- _What the task requires_
Reproduce word for word the lines of the records below, starting at the line that contains "form [(33, 121)]." and stopping after the line that contains "[(51, 83), (69, 99)]", with both of those lines included.
— START Given entries —
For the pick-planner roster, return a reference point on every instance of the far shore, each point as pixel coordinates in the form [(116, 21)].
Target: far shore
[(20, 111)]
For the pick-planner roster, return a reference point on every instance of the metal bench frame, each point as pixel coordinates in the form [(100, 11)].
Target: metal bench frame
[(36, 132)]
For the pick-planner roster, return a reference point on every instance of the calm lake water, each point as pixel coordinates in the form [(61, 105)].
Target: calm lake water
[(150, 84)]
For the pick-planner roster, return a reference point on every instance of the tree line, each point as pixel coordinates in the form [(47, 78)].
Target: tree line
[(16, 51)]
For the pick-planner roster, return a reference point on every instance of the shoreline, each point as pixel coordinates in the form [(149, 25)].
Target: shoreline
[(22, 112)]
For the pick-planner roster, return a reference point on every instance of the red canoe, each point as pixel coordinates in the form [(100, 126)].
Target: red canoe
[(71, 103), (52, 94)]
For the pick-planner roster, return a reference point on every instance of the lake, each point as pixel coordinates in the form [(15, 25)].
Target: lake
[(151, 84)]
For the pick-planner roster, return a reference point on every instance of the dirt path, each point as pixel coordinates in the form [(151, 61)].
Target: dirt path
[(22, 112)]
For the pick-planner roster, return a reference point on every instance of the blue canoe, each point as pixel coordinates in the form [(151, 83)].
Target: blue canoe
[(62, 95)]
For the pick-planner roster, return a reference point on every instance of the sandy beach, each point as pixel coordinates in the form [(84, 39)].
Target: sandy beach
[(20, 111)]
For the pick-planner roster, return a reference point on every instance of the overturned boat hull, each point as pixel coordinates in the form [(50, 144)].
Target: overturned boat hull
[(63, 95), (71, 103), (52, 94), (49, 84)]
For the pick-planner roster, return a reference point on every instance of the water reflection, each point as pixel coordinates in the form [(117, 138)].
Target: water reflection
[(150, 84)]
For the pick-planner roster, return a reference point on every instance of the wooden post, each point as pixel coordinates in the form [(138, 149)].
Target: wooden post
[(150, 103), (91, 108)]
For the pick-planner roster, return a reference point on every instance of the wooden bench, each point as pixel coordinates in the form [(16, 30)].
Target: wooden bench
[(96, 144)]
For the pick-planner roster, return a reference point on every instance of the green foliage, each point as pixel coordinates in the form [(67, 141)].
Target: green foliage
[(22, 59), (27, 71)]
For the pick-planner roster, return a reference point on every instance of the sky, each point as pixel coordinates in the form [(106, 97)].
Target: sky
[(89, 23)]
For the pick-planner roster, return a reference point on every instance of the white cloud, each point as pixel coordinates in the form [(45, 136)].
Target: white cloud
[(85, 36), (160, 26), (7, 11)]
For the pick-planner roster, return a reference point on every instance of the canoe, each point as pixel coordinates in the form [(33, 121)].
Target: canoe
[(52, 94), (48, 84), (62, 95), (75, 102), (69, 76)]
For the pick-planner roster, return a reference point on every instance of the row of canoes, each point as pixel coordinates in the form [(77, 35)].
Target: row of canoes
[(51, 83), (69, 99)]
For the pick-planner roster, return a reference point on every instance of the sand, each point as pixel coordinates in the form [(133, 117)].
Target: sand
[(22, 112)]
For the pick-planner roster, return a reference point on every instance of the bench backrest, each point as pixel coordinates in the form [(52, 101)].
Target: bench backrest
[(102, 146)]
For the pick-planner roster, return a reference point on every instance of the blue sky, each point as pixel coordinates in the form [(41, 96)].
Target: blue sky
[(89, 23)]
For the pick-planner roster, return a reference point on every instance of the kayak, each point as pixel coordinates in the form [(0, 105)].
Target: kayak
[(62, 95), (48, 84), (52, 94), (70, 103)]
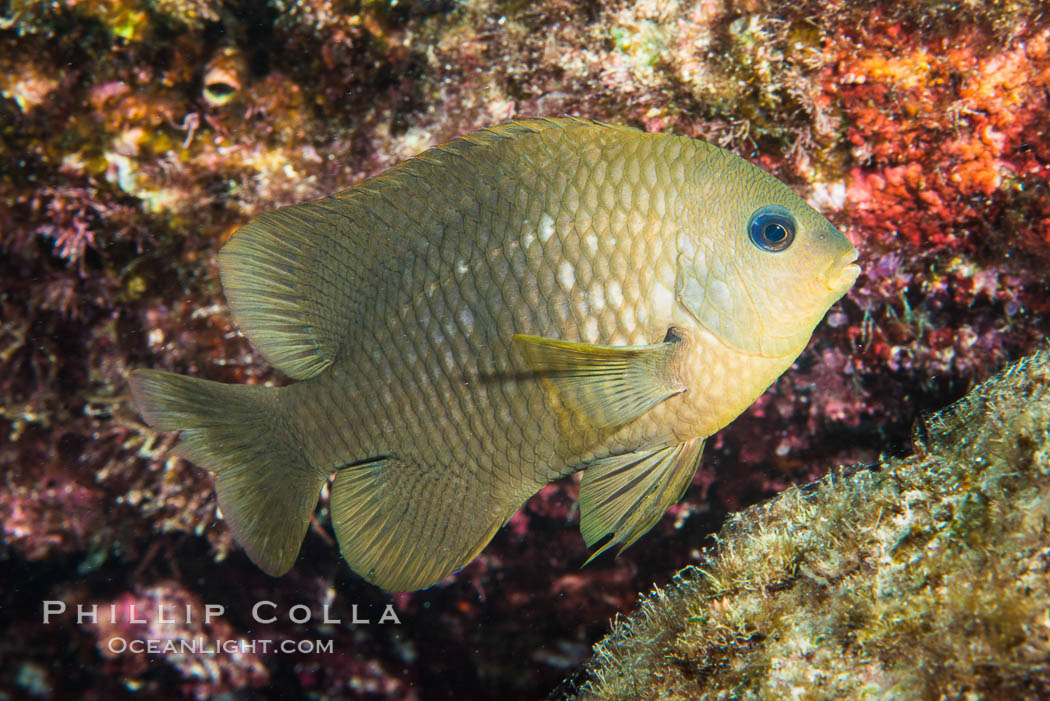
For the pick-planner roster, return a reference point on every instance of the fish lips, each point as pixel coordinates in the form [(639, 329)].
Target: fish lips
[(841, 274)]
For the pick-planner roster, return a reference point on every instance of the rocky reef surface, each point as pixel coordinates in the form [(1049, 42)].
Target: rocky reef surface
[(918, 578), (135, 135)]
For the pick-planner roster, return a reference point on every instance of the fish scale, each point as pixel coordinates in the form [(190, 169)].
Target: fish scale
[(504, 310)]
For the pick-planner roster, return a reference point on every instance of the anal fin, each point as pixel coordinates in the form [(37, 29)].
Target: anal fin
[(403, 527), (625, 495)]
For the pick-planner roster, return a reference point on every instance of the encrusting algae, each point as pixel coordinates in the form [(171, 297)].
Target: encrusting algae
[(518, 304), (917, 578)]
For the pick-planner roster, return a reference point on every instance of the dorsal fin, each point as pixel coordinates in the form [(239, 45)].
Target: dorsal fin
[(292, 275)]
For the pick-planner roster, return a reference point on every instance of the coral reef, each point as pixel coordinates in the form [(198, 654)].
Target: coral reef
[(922, 577), (135, 136)]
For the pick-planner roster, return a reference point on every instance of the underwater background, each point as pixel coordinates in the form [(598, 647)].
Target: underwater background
[(137, 135)]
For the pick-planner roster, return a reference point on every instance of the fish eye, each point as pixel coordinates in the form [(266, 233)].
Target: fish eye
[(772, 228)]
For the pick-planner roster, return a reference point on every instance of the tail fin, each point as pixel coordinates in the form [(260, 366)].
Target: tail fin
[(266, 488)]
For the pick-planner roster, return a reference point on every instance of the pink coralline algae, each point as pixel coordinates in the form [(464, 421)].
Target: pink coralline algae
[(137, 136)]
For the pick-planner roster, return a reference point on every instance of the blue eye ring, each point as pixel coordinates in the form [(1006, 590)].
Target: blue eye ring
[(772, 228)]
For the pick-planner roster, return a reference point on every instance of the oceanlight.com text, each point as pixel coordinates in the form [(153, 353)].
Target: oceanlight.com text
[(203, 645)]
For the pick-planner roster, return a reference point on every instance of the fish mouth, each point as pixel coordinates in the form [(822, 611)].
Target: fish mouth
[(842, 273)]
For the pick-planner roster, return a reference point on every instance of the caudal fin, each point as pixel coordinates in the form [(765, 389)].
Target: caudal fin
[(266, 488)]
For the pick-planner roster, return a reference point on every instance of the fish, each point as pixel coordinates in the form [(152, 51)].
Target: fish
[(518, 304)]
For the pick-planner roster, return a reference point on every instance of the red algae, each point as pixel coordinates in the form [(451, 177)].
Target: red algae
[(135, 137)]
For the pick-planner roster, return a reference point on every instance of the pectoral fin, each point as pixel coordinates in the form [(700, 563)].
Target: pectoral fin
[(607, 384), (626, 494)]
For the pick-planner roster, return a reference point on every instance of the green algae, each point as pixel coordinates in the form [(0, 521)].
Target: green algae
[(918, 577)]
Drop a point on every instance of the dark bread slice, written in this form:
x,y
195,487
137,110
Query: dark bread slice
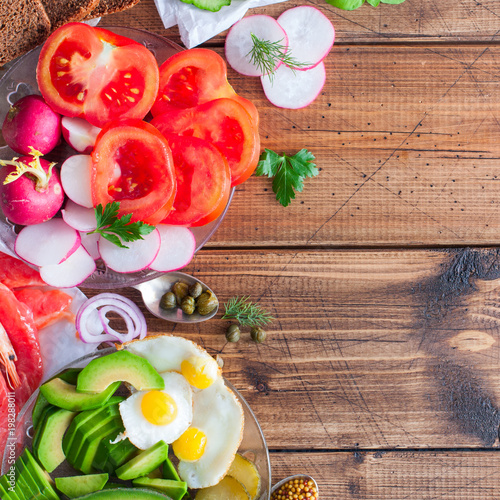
x,y
66,11
23,25
110,7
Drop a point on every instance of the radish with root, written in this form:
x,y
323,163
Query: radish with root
x,y
310,35
79,134
49,243
31,123
245,35
30,189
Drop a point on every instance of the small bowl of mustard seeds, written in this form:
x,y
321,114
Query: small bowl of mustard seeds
x,y
299,487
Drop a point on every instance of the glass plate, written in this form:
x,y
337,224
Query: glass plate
x,y
253,445
19,81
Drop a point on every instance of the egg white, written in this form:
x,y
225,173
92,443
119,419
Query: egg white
x,y
143,433
219,415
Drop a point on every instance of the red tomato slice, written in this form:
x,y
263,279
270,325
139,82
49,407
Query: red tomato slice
x,y
132,164
224,123
93,73
203,181
193,77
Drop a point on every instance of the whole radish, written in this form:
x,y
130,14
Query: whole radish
x,y
31,122
30,189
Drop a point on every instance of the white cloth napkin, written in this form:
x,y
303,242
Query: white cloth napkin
x,y
196,25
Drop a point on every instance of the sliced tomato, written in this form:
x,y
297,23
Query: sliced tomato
x,y
132,164
95,74
224,123
193,77
203,181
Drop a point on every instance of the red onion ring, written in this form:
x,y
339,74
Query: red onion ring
x,y
94,311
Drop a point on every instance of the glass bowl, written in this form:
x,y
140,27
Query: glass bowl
x,y
253,445
19,81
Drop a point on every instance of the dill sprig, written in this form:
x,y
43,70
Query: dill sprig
x,y
267,55
246,312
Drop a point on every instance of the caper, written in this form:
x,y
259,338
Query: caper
x,y
233,333
168,301
180,290
195,290
188,305
206,303
258,334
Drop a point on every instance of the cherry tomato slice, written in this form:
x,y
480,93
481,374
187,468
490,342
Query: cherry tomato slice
x,y
93,73
203,181
224,123
132,164
193,77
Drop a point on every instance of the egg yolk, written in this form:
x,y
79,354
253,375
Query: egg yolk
x,y
158,408
191,445
198,372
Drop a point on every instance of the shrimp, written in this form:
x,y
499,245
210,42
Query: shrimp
x,y
8,358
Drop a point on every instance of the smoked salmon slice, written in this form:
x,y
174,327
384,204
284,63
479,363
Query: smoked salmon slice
x,y
48,306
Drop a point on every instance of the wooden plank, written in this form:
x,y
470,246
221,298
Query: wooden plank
x,y
457,475
415,20
406,140
370,349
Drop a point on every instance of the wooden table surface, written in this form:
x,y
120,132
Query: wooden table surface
x,y
381,374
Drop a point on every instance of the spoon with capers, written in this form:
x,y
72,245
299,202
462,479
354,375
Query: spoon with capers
x,y
198,297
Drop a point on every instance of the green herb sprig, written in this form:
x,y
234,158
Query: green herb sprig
x,y
354,4
117,229
289,172
246,312
267,55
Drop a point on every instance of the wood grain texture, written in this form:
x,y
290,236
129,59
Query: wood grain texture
x,y
415,20
400,475
369,349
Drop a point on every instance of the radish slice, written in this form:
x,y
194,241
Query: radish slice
x,y
310,34
72,272
79,134
75,178
78,217
177,248
239,41
136,257
48,243
294,89
89,242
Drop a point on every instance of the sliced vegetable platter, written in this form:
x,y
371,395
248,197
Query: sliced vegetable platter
x,y
21,81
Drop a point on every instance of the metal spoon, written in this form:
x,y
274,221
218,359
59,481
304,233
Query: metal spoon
x,y
305,477
153,290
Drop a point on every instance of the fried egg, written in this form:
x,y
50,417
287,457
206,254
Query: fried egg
x,y
207,448
169,353
152,416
— END Given entries —
- _Correct response_
For the pick-planner roster, return a reference point on every instance of the canoe, each point as pixel coordinates in the form [(33, 121)].
Target: canoe
[(52, 94), (48, 84), (62, 95), (75, 102), (69, 76)]
For the pick-planner roster, return a reference point on every instance of the row of canoes, each point as pixel coordinates in the form [(77, 35)].
Target: row of canoes
[(51, 83), (69, 99)]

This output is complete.